===== Input data =====

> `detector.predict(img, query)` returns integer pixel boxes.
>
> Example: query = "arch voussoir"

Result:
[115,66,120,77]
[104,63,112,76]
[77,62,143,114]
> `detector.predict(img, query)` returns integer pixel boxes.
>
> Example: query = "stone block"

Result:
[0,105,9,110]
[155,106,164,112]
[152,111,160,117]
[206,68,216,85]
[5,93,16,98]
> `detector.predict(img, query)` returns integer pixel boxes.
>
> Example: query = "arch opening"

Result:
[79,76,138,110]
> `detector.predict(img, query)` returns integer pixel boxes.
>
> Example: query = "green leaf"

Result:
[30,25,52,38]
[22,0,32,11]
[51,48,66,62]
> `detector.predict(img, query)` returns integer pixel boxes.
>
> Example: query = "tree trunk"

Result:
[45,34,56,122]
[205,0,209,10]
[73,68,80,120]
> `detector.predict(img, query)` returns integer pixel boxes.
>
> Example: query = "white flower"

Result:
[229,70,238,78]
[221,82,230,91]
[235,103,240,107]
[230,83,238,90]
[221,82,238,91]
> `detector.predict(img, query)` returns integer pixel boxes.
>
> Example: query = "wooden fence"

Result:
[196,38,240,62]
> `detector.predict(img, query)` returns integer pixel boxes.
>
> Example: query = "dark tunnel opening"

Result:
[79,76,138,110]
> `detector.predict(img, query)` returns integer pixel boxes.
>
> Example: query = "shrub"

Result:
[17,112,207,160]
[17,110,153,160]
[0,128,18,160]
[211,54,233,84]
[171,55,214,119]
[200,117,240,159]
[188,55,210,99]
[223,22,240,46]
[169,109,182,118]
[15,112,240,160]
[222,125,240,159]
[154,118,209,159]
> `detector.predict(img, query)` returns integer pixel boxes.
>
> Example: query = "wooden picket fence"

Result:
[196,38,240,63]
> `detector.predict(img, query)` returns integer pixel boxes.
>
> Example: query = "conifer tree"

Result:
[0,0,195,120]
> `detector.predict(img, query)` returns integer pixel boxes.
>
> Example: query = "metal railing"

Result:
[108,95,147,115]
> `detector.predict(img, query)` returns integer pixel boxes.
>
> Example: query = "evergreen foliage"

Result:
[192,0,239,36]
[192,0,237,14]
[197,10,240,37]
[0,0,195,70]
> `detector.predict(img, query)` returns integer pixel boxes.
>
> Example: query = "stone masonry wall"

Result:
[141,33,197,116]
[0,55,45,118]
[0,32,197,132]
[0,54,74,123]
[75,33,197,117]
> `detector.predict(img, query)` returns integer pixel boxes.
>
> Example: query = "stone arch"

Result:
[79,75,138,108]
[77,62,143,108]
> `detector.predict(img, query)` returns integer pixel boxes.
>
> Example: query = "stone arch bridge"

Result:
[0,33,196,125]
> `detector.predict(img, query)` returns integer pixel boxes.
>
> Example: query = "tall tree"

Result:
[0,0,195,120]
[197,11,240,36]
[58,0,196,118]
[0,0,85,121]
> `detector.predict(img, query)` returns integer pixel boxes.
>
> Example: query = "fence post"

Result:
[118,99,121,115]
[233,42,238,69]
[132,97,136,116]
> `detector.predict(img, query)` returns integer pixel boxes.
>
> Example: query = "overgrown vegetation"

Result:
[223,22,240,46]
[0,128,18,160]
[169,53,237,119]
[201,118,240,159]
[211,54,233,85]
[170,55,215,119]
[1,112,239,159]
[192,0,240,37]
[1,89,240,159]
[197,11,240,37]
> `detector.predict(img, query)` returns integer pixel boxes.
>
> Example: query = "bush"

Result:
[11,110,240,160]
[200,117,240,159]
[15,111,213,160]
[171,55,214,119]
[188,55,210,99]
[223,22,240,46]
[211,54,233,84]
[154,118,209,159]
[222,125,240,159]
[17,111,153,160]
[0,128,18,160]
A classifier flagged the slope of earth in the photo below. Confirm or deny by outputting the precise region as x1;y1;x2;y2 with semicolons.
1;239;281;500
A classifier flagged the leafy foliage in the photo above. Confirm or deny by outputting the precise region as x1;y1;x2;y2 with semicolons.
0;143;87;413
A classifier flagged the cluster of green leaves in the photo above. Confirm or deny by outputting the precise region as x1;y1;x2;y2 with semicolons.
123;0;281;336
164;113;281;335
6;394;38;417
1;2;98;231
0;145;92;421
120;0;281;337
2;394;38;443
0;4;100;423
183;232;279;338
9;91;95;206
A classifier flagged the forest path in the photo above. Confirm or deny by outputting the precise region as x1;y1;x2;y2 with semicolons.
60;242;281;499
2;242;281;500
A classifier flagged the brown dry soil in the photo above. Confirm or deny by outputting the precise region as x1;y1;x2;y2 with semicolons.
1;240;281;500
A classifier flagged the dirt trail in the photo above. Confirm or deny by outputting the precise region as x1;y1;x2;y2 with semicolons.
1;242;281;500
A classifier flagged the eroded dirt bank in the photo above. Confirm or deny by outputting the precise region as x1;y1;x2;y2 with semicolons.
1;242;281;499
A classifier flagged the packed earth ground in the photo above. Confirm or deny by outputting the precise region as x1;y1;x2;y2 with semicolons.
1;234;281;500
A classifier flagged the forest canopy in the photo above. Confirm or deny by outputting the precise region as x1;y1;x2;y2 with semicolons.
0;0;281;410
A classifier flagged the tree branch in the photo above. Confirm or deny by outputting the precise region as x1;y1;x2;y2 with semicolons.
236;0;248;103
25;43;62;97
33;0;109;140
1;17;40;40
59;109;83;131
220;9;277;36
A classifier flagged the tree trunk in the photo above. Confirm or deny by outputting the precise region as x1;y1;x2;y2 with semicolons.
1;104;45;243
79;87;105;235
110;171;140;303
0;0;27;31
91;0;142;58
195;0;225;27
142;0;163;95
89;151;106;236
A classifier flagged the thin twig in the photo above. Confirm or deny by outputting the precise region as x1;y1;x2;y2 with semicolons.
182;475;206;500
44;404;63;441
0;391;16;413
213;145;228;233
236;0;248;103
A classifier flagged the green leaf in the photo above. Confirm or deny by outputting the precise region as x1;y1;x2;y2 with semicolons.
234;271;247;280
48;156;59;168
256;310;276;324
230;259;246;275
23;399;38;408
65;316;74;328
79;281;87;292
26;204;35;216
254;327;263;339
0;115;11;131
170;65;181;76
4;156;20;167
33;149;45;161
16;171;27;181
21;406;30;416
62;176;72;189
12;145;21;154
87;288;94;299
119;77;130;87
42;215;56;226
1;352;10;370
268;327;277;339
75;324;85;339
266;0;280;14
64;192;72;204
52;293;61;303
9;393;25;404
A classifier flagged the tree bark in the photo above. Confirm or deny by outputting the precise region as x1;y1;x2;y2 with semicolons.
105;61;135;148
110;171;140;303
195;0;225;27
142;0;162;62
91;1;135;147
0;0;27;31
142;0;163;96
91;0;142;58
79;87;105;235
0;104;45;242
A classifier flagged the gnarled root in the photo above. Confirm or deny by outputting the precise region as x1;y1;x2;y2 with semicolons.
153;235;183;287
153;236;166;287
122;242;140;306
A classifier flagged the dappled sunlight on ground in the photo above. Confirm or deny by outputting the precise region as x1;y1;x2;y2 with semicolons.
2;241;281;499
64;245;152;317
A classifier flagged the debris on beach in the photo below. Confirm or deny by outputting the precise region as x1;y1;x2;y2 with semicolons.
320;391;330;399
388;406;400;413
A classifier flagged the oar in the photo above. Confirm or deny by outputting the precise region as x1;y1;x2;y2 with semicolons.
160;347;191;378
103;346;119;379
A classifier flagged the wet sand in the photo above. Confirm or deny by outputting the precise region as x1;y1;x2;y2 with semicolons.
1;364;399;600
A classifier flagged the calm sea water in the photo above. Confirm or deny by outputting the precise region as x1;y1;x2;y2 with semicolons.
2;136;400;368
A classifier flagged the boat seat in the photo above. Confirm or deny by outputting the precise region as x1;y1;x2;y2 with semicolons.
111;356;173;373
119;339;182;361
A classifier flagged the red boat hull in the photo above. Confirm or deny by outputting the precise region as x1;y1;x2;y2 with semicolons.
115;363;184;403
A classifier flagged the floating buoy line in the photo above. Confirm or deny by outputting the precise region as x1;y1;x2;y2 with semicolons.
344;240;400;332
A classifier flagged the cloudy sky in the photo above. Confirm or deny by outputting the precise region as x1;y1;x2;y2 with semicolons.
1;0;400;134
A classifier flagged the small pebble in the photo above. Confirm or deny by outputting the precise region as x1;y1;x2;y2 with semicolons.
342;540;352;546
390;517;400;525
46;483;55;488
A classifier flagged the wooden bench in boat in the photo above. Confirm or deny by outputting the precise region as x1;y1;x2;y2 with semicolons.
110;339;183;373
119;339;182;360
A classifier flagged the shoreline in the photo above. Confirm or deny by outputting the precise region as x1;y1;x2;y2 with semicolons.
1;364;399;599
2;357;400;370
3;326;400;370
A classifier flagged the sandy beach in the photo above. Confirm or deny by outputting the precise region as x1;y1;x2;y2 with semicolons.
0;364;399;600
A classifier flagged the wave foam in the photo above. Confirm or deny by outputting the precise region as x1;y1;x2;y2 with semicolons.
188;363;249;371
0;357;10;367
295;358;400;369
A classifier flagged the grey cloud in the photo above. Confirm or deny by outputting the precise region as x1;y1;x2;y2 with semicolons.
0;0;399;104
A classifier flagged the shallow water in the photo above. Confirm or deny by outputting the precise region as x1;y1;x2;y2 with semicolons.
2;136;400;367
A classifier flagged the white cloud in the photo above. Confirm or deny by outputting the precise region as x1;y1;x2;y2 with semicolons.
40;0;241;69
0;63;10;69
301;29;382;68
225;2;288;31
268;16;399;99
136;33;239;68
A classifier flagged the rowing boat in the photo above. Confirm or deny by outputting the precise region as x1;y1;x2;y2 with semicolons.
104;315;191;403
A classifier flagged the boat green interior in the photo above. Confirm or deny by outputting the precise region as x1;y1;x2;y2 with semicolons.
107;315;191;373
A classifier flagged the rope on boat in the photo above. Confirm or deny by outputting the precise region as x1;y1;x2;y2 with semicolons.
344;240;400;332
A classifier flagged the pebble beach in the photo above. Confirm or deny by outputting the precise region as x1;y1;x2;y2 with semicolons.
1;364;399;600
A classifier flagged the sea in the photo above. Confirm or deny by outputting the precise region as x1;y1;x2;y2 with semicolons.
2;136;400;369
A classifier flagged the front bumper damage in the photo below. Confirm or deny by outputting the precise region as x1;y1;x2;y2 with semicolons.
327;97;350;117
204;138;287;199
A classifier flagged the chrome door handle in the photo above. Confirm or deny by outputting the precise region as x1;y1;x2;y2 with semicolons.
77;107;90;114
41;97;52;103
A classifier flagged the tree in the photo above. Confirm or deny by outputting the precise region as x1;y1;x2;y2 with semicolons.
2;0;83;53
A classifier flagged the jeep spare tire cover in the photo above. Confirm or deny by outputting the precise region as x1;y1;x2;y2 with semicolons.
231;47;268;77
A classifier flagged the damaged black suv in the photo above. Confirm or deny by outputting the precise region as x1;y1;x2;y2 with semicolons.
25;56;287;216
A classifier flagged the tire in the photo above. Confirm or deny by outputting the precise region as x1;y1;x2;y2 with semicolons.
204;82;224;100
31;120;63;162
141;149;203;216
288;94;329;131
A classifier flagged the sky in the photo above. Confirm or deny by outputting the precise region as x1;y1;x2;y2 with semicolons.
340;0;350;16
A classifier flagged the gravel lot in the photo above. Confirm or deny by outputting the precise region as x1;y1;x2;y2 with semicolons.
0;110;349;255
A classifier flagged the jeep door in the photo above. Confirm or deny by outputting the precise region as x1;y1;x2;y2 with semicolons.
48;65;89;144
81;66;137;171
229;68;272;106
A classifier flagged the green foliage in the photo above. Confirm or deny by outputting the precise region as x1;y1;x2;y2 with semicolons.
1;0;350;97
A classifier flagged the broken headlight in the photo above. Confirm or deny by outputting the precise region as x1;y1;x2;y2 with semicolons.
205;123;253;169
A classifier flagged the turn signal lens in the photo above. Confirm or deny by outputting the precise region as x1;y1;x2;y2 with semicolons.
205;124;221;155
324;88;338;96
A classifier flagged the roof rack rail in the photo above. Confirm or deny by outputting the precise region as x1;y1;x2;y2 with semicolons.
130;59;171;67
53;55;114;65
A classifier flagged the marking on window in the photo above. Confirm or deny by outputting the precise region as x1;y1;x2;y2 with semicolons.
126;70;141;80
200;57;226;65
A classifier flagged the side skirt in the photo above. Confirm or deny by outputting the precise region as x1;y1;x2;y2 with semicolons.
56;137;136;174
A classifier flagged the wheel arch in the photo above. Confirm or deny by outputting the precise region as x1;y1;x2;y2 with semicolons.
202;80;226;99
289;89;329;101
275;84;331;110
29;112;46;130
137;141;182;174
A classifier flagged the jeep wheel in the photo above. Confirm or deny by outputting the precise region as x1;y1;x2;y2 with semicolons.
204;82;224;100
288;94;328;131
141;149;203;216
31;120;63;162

=====

→ **Directions for this task**
Go through the lines above and tally those with the string "stone". The total is all that is needed.

→ **Completed task**
4